(Point annotation records)
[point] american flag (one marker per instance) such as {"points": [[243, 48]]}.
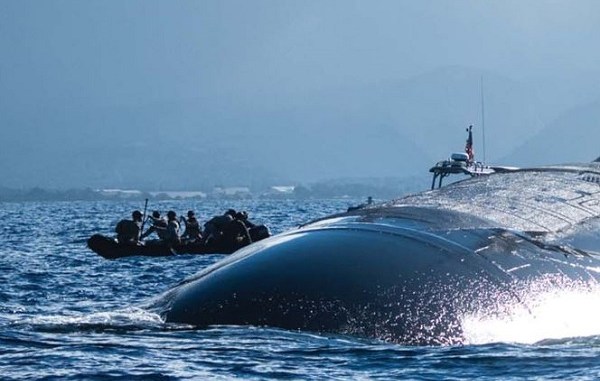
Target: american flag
{"points": [[469, 145]]}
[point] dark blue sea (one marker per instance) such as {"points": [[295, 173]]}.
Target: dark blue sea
{"points": [[66, 313]]}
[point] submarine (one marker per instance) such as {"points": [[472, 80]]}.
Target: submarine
{"points": [[410, 270]]}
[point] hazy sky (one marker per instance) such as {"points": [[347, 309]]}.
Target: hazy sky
{"points": [[60, 56], [108, 52]]}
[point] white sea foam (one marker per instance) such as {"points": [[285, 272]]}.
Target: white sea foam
{"points": [[544, 314]]}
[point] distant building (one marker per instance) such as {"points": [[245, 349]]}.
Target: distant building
{"points": [[279, 191], [231, 192], [121, 193]]}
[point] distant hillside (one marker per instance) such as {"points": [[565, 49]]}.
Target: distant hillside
{"points": [[381, 130], [573, 137]]}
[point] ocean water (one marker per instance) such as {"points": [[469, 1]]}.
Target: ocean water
{"points": [[66, 313]]}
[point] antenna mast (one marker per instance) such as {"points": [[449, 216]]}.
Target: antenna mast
{"points": [[483, 119]]}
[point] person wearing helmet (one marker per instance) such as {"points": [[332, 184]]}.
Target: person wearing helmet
{"points": [[192, 231], [172, 233], [159, 226], [128, 231]]}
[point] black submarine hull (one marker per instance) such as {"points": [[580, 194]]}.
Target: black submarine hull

> **Exercise**: Can you give these lines again, substituting "one point per object" for every "one marker per instance" and leaving everything else unchanged, with the pictures left out?

> **Task solution**:
[point] american flag (one point per object) such as {"points": [[243, 48]]}.
Target: american flag
{"points": [[469, 145]]}
[point] dark blue sea (one point per object) such as {"points": [[295, 173]]}.
Target: dark blue sea
{"points": [[66, 313]]}
[point] submarine (one point per object) such as {"points": [[472, 80]]}.
Target: submarine
{"points": [[410, 270]]}
[point] hazy sky (one point per object) such as {"points": [[347, 309]]}.
Target: hazy sky
{"points": [[60, 56], [108, 52]]}
[point] white sea foam (one point per object) such as {"points": [[285, 272]]}.
Target: white sea foam
{"points": [[544, 314]]}
[point] distant building (one point per object) such as {"points": [[245, 349]]}.
Target: distant building
{"points": [[279, 191], [231, 192], [121, 193]]}
[point] distant hillside (one point per object) such as {"points": [[565, 49]]}.
Target: distant hillside
{"points": [[381, 130], [573, 137]]}
[point] ocean water (one point per object) such as {"points": [[469, 1]]}.
Target: ocean water
{"points": [[66, 313]]}
[point] antenna mast (one point per object) such as {"points": [[449, 216]]}.
Target: antenna mast
{"points": [[483, 119]]}
[point] person wearing helmet (one point per object) such as {"points": [[332, 184]]}.
Target: person wearing helmet
{"points": [[192, 231], [172, 233], [159, 226], [128, 231]]}
[point] black submarine hull (one point per object) such as {"points": [[580, 194]]}.
Target: black submarine hull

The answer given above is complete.